*** DATA TO PROCESS Section Begins ***
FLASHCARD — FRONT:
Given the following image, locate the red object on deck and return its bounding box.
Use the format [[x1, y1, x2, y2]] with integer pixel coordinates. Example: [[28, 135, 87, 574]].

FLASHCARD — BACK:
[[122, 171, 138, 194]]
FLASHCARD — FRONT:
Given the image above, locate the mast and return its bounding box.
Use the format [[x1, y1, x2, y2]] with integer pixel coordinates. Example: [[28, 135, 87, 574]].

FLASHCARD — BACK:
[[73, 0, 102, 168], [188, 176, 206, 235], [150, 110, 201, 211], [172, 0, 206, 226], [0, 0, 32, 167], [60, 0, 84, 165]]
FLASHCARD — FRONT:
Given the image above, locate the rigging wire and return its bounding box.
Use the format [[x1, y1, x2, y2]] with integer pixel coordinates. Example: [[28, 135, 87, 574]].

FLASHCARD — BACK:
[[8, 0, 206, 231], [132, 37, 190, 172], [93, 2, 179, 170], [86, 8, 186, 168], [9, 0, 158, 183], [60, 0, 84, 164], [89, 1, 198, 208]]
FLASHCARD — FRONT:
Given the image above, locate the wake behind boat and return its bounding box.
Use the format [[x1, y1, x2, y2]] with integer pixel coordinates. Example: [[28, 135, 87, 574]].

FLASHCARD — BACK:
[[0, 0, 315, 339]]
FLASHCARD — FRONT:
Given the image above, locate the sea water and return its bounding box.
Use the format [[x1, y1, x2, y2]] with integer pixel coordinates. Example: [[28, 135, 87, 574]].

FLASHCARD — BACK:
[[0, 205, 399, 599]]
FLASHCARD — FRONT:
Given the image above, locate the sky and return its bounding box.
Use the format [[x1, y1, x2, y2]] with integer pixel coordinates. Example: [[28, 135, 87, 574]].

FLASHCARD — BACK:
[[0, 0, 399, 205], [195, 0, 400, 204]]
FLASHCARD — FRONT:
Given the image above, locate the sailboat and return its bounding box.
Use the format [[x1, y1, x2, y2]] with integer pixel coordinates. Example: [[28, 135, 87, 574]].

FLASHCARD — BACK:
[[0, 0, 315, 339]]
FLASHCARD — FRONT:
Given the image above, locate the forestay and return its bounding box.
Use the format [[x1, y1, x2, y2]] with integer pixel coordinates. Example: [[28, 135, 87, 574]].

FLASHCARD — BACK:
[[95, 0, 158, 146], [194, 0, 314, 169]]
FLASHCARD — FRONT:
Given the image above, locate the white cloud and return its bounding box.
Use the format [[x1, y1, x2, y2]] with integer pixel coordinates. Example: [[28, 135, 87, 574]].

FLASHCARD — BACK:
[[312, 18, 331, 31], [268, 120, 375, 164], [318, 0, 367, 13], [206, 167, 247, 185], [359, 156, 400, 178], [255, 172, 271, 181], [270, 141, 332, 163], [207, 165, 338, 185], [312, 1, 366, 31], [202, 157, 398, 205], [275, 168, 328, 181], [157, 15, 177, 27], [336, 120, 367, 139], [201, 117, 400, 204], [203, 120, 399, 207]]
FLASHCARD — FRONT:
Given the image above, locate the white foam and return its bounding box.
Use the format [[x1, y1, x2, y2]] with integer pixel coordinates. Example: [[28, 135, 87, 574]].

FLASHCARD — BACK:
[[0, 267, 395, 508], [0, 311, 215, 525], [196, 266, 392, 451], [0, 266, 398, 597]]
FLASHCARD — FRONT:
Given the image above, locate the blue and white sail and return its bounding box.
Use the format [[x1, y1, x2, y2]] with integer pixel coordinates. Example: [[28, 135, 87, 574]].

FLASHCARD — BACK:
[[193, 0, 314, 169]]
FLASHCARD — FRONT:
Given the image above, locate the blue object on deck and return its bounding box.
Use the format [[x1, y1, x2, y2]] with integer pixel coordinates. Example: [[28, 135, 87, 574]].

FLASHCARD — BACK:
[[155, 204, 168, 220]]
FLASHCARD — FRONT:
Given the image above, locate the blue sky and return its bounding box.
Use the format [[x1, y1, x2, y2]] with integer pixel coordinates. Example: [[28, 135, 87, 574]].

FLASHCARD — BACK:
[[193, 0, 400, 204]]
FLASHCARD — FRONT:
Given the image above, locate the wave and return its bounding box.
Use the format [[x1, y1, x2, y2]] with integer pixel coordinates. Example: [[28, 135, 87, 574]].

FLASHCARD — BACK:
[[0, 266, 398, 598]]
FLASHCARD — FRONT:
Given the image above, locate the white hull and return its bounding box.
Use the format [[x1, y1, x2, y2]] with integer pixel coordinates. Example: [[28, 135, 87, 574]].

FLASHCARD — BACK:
*** DATA TO PROCESS Section Ends ***
• [TASK STATEMENT]
Scan the material above for the string "deck" and return the lines that hold it.

• [SOLVED EXERCISE]
Given the following image, locate the red object on deck and return its bounding box.
Given the image above, locate the blue object on deck and return its bounding box.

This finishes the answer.